▶ _TEXT SEGMENT_:
══════

Honda will tune the scalable General Motors EV platform and Ultium batteries to suit its needs.

General Motors will help Honda develop its next two electric vehicles, due in North Amercian dealers by the 2024 model year. The Honda EVs will make use of GM’s proprietary Ultium battery technology and modular electric vehicle platform, although the Japanese automaker will engineer the architecture to suit consumer expectations and design priorities.

GM Ultium batteries, which were announced early last month, use proprietary low-cobalt chemistry, and the cells are stackable, either vertically or horizontally, to optimize energy storage for a variety of different vehicle types. Ultium power will make its way into the company’s scalable electric vehicle platform, which will underpin vehicles as diverse as the Cruise Origin self-driving car, Cadillac Lyriq luxury SUV, and future electric GM work trucks. The platform will allow for front-, rear-, and all-wheel drive, further improving flexibility.

Honda, however, will provide engineering input on the platform before it makes its way into the automaker’s vehicles. Furthermore, interior and exterior design work on the EVs will be all-Honda, ensuring they have a look and feel consistent with the brand’s other products. Both new electric vehicles will be built at GM’s North American manufacturing facilities.

The announcement makes good sense for both auto companies. The joint agreement allows GM to defray battery and platform development costs across even more vehicle lines, and assembling Honda vehicles in GM plants will streamline production. Honda, meanwhile, will be able to speed up the introduction of its own long-distance EVs, and both companies benefit from an expanded economy of scale.

It’s also not the first time the two auto giants have teamed up on advanced technology. Honda and GM have collaborated on fuel-cell development before, and both companies contributed significantly to the Cruise Origin’s autonomous driving technology. Going back even further, a Honda-built V6 made its way into the GM-engineered Saturn Vue starting in 2004.

══════

▶ _REQUIREMENT A_:
Answer these questions using the passage about the Honda and GM electric vehicle deal:
(i) By what model year are Honda's two new EVs due at North American dealers?
(ii) Where will both new electric vehicles be built?
(iii) Which GM-engineered vehicle used a Honda-built V6 starting in 2004?
▶ _REQUIREMENT B_: List every vehicle or type of vehicle that the passage about the Honda and GM electric vehicle deal says GM's scalable electric vehicle platform will underpin.

══════

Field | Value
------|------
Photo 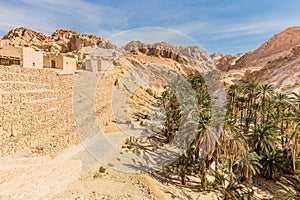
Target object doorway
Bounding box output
[51,60,56,68]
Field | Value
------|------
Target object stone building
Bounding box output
[82,55,101,72]
[44,54,77,72]
[0,43,43,69]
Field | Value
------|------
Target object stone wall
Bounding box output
[0,66,79,156]
[63,56,77,72]
[22,47,43,69]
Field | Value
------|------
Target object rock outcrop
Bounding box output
[2,27,115,53]
[230,26,300,69]
[210,53,243,71]
[124,41,215,73]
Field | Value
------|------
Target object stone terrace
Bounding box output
[0,66,80,157]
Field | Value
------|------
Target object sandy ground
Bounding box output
[47,164,217,200]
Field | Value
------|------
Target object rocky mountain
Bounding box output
[210,53,243,71]
[220,26,300,70]
[217,26,300,93]
[2,27,115,53]
[243,45,300,93]
[123,41,216,73]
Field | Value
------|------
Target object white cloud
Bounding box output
[0,0,128,34]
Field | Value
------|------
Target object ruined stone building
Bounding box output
[44,54,77,72]
[82,55,101,72]
[0,43,43,69]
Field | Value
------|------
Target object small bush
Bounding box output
[99,166,105,173]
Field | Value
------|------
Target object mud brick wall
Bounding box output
[0,66,80,156]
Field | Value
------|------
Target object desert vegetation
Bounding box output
[160,74,300,199]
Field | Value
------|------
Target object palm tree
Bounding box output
[232,152,262,181]
[258,84,274,123]
[290,92,300,112]
[248,124,278,155]
[260,150,287,179]
[227,84,239,113]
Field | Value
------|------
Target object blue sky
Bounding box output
[0,0,300,54]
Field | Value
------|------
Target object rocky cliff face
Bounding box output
[216,26,300,93]
[226,26,300,69]
[2,27,115,53]
[210,53,243,71]
[124,41,216,73]
[243,46,300,93]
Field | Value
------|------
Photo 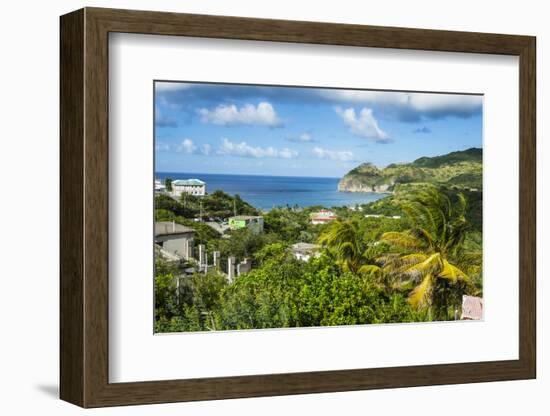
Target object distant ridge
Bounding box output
[338,147,483,192]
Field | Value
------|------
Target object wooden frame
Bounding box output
[60,8,536,407]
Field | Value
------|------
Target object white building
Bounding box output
[309,209,338,224]
[292,243,321,262]
[155,179,166,194]
[172,179,206,197]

══════

▶ _TASK OUTPUT A_:
(i) The 2024 model year.
(ii) At GM's North American manufacturing facilities.
(iii) The Saturn Vue.

▶ _TASK OUTPUT B_:
- Cruise Origin self-driving car
- Cadillac Lyriq luxury SUV
- Future electric GM work trucks